## Extracted data
Start of Block
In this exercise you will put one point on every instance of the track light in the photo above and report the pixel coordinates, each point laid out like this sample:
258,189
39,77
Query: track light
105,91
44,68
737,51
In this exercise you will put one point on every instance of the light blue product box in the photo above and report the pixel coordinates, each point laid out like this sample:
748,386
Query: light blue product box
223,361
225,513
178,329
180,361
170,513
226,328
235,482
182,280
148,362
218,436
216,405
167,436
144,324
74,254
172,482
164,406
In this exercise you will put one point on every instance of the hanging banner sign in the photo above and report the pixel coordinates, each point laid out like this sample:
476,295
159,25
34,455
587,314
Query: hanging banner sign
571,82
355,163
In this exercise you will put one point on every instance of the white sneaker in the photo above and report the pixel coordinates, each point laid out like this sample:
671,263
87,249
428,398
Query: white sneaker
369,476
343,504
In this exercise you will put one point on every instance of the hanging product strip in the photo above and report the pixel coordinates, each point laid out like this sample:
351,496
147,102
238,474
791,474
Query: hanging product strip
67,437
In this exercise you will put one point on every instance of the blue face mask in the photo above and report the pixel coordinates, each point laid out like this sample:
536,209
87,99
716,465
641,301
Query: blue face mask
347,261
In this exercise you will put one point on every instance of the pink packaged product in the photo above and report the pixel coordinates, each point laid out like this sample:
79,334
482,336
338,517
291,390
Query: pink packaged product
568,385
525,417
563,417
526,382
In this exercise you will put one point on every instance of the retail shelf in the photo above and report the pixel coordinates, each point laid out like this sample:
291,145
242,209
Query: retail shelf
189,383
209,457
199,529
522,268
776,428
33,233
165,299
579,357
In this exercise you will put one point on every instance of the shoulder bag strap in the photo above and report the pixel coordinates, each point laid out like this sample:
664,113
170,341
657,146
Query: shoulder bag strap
End of Block
## Exercise
The answer should consist of all the lines above, retyped exactly.

## Written reply
In this exercise you will put one point on every instance of the track light in the photo above and report the pixel coordinates, each point laid out like this sample:
258,189
39,77
Query: track light
105,91
44,68
737,51
In this exercise you will put one point on every instance of the light blue product box in the photo above and report the pixel coordinates, each point laid out like this sample:
748,386
Query: light blue product box
223,361
225,513
178,329
180,361
170,513
226,328
235,482
182,280
148,362
218,436
216,405
167,436
144,324
74,254
172,482
164,406
In this exercise you will put one point on every instance of the hanging banner sign in the photo above and report the pixel coordinates, each point laid out like this sample:
476,295
159,25
34,455
587,314
Query: hanging banner sign
571,82
355,163
In this exercise you will put one point on every instance of the white sneaker in the photo above and report the pixel coordinates, each point laid out like this sample:
671,263
87,249
428,398
Query: white sneaker
369,476
343,504
In this exercise you will put one point on every instance of the hanging product strip in the photo above and report the pixel coordinates, each point laid out like this sample:
351,496
147,102
238,474
791,474
Query: hanging product strip
67,437
In this exercise you will put one point on every instance of the blue face mask in the photo above and report the pixel coordinates, each point laid out like this sample:
536,209
87,99
716,465
641,301
Query: blue face mask
347,261
In this exercise you will put one point on every instance of the pink packaged product in the photo above and report the pixel coordinates, each point laid out like this sample:
79,334
482,336
338,517
291,390
Query: pink packaged product
568,385
525,417
563,417
526,382
In this exercise you will put one point on every instance of the retail shelf in the photo above and report the pixel coordinates, each point laid out like this sample:
291,145
242,209
Query: retail shelf
189,383
209,457
199,529
522,268
776,428
33,233
165,299
579,357
In this exercise you will put one point on every instance of the shoulder bag strap in the photo above and report the pixel coordinates, each point laid out like this sample:
664,113
170,341
657,146
Query: shoulder bag strap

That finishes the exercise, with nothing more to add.